• Working data:
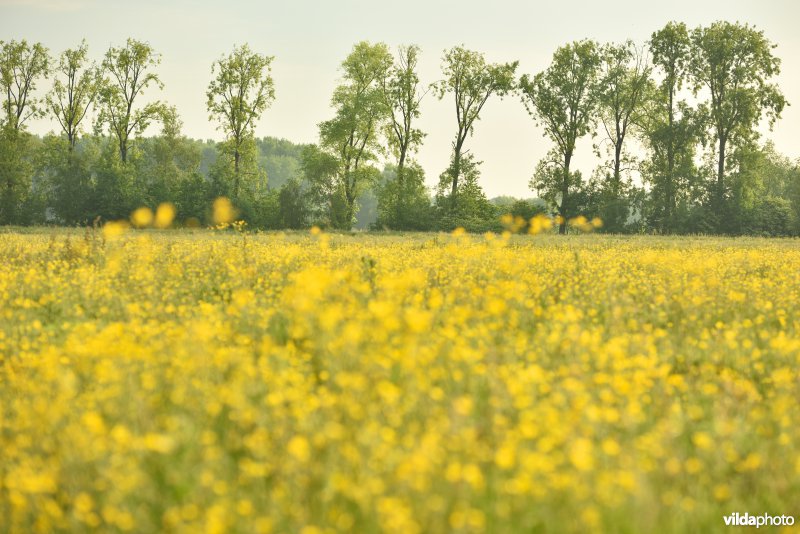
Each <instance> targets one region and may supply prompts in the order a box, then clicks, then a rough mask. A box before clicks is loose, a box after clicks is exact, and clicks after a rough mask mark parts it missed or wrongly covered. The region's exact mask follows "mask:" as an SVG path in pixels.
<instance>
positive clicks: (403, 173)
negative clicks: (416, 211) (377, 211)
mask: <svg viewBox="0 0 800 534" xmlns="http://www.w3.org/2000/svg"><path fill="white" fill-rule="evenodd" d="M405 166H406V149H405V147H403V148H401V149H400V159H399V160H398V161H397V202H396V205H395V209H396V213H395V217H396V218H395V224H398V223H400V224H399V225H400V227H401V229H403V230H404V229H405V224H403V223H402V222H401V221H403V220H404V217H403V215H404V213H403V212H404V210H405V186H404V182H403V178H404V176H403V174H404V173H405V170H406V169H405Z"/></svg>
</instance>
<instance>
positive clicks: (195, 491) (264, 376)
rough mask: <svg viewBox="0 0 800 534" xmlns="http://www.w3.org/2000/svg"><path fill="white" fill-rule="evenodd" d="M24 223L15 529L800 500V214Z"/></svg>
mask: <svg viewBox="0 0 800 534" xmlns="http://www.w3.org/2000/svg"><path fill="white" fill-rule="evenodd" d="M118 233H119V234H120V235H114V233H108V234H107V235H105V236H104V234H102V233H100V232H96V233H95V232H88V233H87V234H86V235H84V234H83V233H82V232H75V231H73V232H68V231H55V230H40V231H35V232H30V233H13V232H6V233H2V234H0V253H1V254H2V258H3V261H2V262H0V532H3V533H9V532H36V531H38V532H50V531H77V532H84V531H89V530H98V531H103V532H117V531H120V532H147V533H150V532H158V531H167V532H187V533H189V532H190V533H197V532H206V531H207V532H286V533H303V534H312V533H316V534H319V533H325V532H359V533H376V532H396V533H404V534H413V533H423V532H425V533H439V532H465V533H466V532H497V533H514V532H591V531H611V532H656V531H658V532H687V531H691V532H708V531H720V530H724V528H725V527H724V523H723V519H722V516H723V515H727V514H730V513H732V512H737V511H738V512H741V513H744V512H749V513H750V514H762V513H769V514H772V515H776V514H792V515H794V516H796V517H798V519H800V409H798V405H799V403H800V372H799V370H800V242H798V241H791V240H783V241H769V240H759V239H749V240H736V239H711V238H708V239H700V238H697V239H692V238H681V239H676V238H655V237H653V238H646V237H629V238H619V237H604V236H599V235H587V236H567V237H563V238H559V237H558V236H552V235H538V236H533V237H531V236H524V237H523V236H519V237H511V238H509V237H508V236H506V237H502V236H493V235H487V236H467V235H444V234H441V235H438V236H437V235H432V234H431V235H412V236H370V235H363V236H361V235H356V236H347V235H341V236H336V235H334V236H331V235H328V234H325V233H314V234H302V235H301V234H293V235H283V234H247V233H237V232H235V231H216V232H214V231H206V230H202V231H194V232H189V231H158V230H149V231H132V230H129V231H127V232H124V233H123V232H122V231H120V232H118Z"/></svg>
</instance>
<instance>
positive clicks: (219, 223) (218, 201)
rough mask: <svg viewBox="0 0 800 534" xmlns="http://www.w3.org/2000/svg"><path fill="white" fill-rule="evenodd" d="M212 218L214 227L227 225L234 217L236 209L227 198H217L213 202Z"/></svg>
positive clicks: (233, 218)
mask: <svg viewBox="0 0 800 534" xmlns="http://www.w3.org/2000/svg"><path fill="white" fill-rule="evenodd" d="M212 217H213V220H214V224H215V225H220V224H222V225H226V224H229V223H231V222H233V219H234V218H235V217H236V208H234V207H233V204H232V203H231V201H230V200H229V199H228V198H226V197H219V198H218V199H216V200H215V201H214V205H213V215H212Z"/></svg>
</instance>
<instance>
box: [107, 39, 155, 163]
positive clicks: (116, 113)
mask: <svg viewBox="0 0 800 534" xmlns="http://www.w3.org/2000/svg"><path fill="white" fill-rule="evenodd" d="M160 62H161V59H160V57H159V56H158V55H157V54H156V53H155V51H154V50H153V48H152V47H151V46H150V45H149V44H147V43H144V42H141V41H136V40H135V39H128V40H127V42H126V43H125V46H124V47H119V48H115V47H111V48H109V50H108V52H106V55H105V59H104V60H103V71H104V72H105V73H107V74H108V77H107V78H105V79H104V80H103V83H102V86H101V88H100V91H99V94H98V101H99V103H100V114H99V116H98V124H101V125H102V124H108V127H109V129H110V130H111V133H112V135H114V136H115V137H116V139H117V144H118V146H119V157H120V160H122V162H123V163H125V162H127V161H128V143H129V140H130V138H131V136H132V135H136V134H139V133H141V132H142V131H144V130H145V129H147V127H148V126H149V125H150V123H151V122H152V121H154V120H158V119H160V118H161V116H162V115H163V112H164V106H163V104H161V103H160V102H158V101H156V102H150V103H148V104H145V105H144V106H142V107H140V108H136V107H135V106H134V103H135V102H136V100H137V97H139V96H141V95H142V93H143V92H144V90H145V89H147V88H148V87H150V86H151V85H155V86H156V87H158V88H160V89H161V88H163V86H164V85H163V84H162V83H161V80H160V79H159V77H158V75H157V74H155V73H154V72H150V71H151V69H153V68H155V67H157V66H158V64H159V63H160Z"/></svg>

• Exercise brief:
Set the records down again word for word; the pictures stay out.

• Result of the exercise:
Each <instance> targets one region and may supply prompts in the order a box, then clicks, then a rough mask. A box before clicks is loose, a box after clicks is exact, and clicks after a rough mask mark parts it missed or wrongly covered. The region's exact mask follows "mask:" as an SVG path in pixels.
<instance>
positive clicks: (403, 173)
negative clicks: (416, 211) (377, 211)
mask: <svg viewBox="0 0 800 534" xmlns="http://www.w3.org/2000/svg"><path fill="white" fill-rule="evenodd" d="M405 166H406V149H405V147H403V148H401V149H400V159H399V160H398V161H397V202H396V205H395V209H396V213H395V217H396V218H395V224H398V223H400V224H399V225H400V227H401V229H403V230H404V229H405V224H403V223H402V222H401V221H403V220H404V217H403V215H404V213H403V212H404V210H405V186H404V182H403V178H404V176H403V174H404V173H405V170H406V169H405Z"/></svg>
</instance>
<instance>
positive clicks: (195, 491) (264, 376)
rough mask: <svg viewBox="0 0 800 534" xmlns="http://www.w3.org/2000/svg"><path fill="white" fill-rule="evenodd" d="M24 223L15 529L800 500V214Z"/></svg>
mask: <svg viewBox="0 0 800 534" xmlns="http://www.w3.org/2000/svg"><path fill="white" fill-rule="evenodd" d="M118 233H119V234H120V235H114V233H108V234H107V235H105V236H104V234H102V233H100V232H96V233H95V232H88V233H87V234H86V235H84V234H83V233H82V232H75V231H73V232H68V231H55V230H40V231H35V232H30V233H13V232H6V233H2V234H0V253H1V254H2V258H3V261H2V262H0V532H3V533H9V532H36V531H38V532H50V531H77V532H84V531H89V530H98V531H103V532H117V531H120V532H147V533H150V532H158V531H167V532H187V533H189V532H190V533H197V532H206V531H207V532H286V533H303V534H312V533H316V534H319V533H325V532H359V533H376V532H396V533H404V534H413V533H423V532H425V533H439V532H465V533H466V532H497V533H514V532H591V531H611V532H656V531H658V532H687V531H691V532H708V531H720V530H724V528H725V527H724V523H723V519H722V516H723V515H727V514H730V513H732V512H737V511H738V512H741V513H744V512H749V513H750V514H762V513H769V514H772V515H776V514H792V515H794V516H796V517H798V519H800V409H798V405H799V403H800V372H799V370H800V242H798V241H791V240H783V241H769V240H759V239H749V240H736V239H711V238H708V239H700V238H697V239H692V238H681V239H676V238H655V237H653V238H646V237H629V238H619V237H604V236H599V235H587V236H567V237H563V238H559V237H558V236H552V235H538V236H533V237H531V236H524V237H523V236H519V237H511V238H509V237H508V236H506V237H502V236H493V235H487V236H467V235H444V234H441V235H438V236H437V235H432V234H431V235H412V236H370V235H363V236H361V235H356V236H347V235H341V236H336V235H334V236H331V235H328V234H325V233H314V234H302V235H301V234H293V235H283V234H247V233H237V232H235V231H216V232H214V231H206V230H202V231H194V232H189V231H158V230H149V231H132V230H129V231H127V232H124V233H123V232H122V231H120V232H118Z"/></svg>
</instance>
<instance>
positive clicks: (219, 223) (218, 201)
rough mask: <svg viewBox="0 0 800 534" xmlns="http://www.w3.org/2000/svg"><path fill="white" fill-rule="evenodd" d="M212 218L214 227L227 225L234 217L236 209L227 198H217L213 202Z"/></svg>
positive clicks: (233, 218)
mask: <svg viewBox="0 0 800 534" xmlns="http://www.w3.org/2000/svg"><path fill="white" fill-rule="evenodd" d="M212 217H213V220H214V224H215V225H220V224H222V225H226V224H229V223H231V222H233V219H234V218H235V217H236V208H234V207H233V204H232V203H231V201H230V200H229V199H228V198H226V197H219V198H218V199H216V200H215V201H214V205H213V215H212Z"/></svg>
</instance>
<instance>
box: [107, 39, 155, 163]
positive clicks: (116, 113)
mask: <svg viewBox="0 0 800 534" xmlns="http://www.w3.org/2000/svg"><path fill="white" fill-rule="evenodd" d="M160 62H161V59H160V57H159V56H158V55H157V54H156V53H155V51H154V50H153V48H152V47H151V46H150V45H149V44H147V43H144V42H141V41H136V40H135V39H128V40H127V42H126V43H125V46H124V47H119V48H115V47H111V48H109V50H108V52H106V55H105V59H104V60H103V71H104V72H105V73H107V74H108V77H107V78H105V79H104V80H103V83H102V86H101V88H100V91H99V94H98V101H99V103H100V114H99V116H98V124H101V125H102V124H108V127H109V129H110V130H111V133H112V135H114V136H115V137H116V139H117V144H118V146H119V157H120V160H122V162H123V163H125V162H127V161H128V143H129V140H130V138H131V136H132V135H136V134H139V133H141V132H142V131H144V130H145V129H147V127H148V126H149V125H150V123H151V122H152V121H154V120H158V119H160V118H161V116H162V115H163V112H164V106H163V104H161V103H160V102H158V101H156V102H150V103H148V104H145V105H144V106H142V107H140V108H136V107H135V106H134V103H135V102H136V100H137V97H139V96H141V95H142V93H143V92H144V90H145V89H147V88H148V87H150V86H151V85H155V86H156V87H158V88H160V89H161V88H163V86H164V85H163V84H162V83H161V80H160V79H159V77H158V75H157V74H155V73H154V72H150V71H151V69H153V68H155V67H157V66H158V64H159V63H160Z"/></svg>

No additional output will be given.